Исходный текст:
——

В том контексте, в котором иудаизм принимается как само собой разумеющееся, как трамплин для любой серьезной мысли, сам факт настойчивости Савла в вышеупомянутом смысле показывает, что он ограничивал свое собственное «универсальное» толкование. Он удерживал свою аудиторию от «захождения чересчур далеко», от выхода за границы его собственных нововведений, напоминая ей, что, несмотря ни на что, евреи «пришли первыми» как по времени, так и по значению. Его собственное поведение всецело оставалось поведением набожного еврея: Мы уничтожаем закон верою? Никак; но закон утверж даем (Рим. 3:31).

Посему закон свят, и заповедь свята и праведна и добра (Рим. 7~ 12). После этого Савл остриг «голову в Кенхреях, по обету» (Деян. 18:18). Ибо Савл «поспешал, если можно, в день Пятидесятницы быть в Иерусалиме» (Деян. 20:16).

— Тогда Савл, «очистившись с ними, в следующий день [...] объявил окончание дней очищения, когда должно быть принесено за каждого из них приношение» (Деян. 21:26).

Отсюда соответственно шедевр Савла — компромисс между его принятыми идеями, его эмоциональным состоянием и особым историческим кризисом, куда он попал при сплаве обоих факторов.

Его отправная точка — убеждение в обусловленности смерти Адама изначальным грехом непослушания, а также различными грехами, совершаемыми каждым человеком в течение своей жизни (зарегистрировано в Быт. 4:17—19), — была производной из ядра еврейских писаний, в котором коренной породой является воля Яхве. В то же время его мания заставила его проигнорировать понятие соглашения (завета) между Яхве и евреями, которое по своей природе выразило взаимность их отношений. Савл говорил о Торе как о чистой сумме предписаний, по которым, в сущности, нельзя жить, а затем разыграл факт греха, который так крупно вырисовался в его измученной психике против этих невыполнимых требований.

——

Записи:
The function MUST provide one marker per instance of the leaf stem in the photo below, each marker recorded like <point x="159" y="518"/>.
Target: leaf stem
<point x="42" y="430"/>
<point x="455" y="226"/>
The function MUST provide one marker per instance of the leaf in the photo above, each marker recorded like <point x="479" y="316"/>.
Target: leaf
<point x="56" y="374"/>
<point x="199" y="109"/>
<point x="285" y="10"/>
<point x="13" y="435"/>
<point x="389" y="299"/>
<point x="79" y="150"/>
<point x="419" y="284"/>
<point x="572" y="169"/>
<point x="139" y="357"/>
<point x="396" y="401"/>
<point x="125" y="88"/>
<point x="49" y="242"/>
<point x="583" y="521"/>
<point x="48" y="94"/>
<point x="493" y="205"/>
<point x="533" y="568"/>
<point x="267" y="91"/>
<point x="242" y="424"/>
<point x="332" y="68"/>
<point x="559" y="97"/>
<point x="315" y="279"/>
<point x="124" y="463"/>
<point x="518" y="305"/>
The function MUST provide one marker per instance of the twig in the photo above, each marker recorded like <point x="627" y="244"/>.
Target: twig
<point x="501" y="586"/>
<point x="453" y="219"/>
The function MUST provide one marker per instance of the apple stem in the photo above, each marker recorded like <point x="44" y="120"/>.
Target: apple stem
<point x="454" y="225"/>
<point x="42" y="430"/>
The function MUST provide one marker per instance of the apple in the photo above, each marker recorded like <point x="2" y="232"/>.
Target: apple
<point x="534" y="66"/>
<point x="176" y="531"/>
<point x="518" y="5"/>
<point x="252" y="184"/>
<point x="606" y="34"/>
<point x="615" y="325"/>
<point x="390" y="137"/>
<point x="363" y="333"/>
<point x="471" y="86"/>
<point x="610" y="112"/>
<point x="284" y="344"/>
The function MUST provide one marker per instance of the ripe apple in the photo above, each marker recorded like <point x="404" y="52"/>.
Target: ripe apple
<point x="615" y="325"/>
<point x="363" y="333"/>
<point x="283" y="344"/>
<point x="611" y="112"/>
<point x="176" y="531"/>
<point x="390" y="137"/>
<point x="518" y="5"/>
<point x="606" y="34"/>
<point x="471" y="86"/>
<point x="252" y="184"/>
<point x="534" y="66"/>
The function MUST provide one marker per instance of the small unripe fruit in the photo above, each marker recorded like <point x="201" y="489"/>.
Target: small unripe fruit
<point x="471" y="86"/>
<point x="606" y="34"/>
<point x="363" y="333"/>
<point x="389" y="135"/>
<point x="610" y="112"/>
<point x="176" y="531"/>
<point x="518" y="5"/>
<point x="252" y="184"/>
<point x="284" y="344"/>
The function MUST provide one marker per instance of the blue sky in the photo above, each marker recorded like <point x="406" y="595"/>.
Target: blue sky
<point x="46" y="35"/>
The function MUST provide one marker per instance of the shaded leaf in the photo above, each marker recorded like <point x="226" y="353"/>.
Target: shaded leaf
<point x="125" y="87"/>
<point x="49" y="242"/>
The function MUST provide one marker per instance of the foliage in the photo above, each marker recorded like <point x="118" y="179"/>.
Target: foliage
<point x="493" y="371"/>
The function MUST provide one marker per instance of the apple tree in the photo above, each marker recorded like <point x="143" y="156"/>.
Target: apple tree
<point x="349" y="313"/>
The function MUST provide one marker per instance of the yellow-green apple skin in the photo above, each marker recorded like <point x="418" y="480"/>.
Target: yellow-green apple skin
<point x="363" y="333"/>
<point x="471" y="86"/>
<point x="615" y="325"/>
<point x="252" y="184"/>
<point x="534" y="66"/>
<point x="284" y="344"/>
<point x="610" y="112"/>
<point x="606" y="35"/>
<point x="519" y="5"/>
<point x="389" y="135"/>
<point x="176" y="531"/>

——

Задание: Выведите дословно фрагмент исходного текста от слов «В том контексте, в» до слов «даем (Рим. 3:31).» включительно.

Ответ:
В том контексте, в котором иудаизм принимается как само собой разумеющееся, как трамплин для любой серьезной мысли, сам факт настойчивости Савла в вышеупомянутом смысле показывает, что он ограничивал свое собственное «универсальное» толкование. Он удерживал свою аудиторию от «захождения чересчур далеко», от выхода за границы его собственных нововведений, напоминая ей, что, несмотря ни на что, евреи «пришли первыми» как по времени, так и по значению. Его собственное поведение всецело оставалось поведением набожного еврея: Мы уничтожаем закон верою? Никак; но закон утверж даем (Рим. 3:31).